-- Your instructions --
Copy out the lines from the one containing "of the person" through the end of the records, requests included. Offset every pixel coordinate in the answers by adding 146 to it.

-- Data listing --
····················

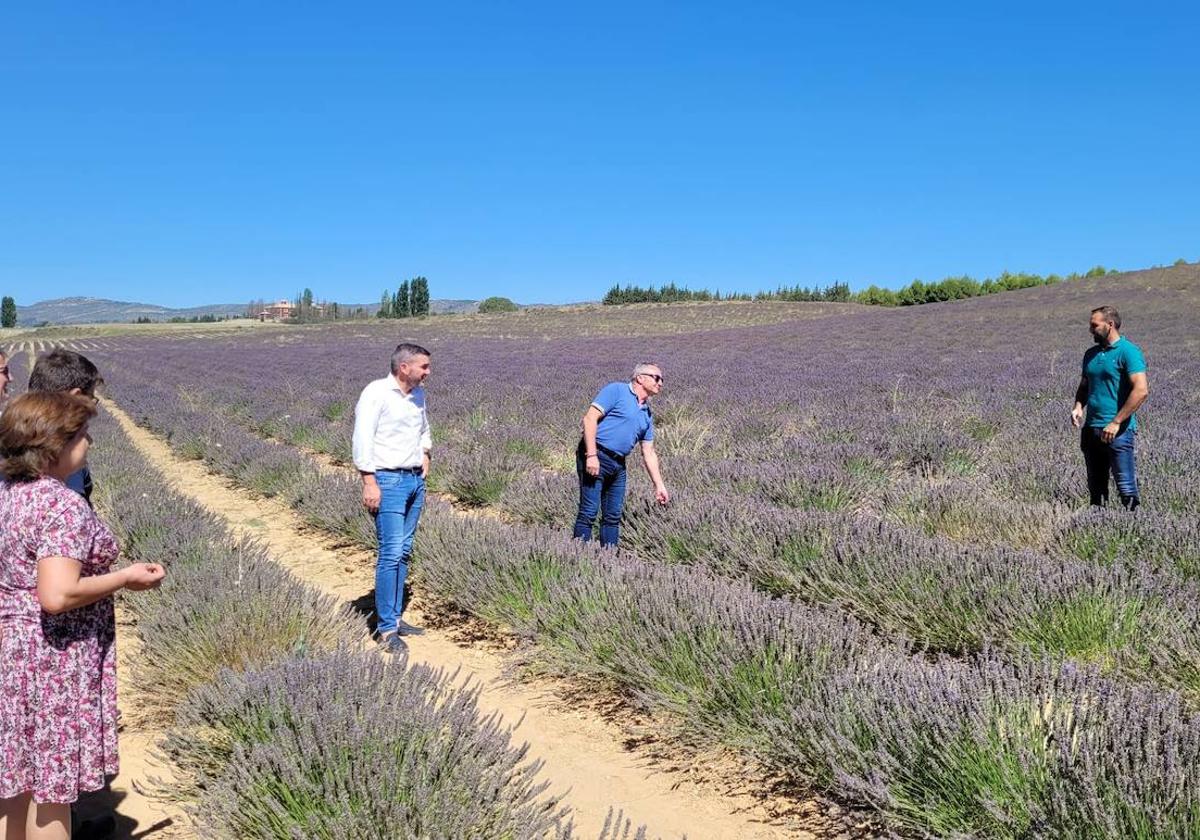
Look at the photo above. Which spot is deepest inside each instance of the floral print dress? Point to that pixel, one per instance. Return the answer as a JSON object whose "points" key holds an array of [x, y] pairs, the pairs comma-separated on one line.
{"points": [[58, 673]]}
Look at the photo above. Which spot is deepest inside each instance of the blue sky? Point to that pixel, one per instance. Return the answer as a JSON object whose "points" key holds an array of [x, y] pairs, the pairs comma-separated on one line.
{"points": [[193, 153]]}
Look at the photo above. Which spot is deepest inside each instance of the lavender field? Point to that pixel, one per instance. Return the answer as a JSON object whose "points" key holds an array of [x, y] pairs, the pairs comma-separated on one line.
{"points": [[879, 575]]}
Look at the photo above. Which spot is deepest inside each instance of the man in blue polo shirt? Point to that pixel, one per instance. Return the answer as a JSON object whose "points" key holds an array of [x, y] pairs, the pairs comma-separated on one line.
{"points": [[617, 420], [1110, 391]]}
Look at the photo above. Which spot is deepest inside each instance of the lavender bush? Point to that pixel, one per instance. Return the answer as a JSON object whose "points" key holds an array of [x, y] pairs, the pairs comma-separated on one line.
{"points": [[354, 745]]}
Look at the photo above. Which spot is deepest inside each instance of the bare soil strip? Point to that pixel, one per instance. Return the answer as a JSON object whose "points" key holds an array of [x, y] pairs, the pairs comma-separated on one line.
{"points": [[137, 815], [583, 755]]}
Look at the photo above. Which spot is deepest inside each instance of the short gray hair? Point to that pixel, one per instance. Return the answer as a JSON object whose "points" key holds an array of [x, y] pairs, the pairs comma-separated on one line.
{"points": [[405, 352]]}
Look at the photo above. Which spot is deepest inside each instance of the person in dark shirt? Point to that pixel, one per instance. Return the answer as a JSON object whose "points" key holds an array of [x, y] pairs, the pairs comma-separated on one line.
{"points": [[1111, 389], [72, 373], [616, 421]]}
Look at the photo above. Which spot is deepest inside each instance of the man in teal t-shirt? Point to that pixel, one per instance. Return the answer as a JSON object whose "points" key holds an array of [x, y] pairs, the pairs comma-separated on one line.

····················

-- The reply --
Look at the photo above. Which spot is deepest inside each instance of the person in dark shirt? Point to that pixel, one per instance. Return the answer as a JSON object whose "points" key holds an array of [x, y] pairs, the pairs comma-separated on one line.
{"points": [[1257, 535], [218, 519], [762, 567]]}
Look at the photo above. Which spot is deepest inside each instance of the man in teal t-shirt? Point to that pixel, one per instance. Return the answer as a JSON object whose "points" key holds an array of [x, y] pairs, the pairs comma-separated on one line.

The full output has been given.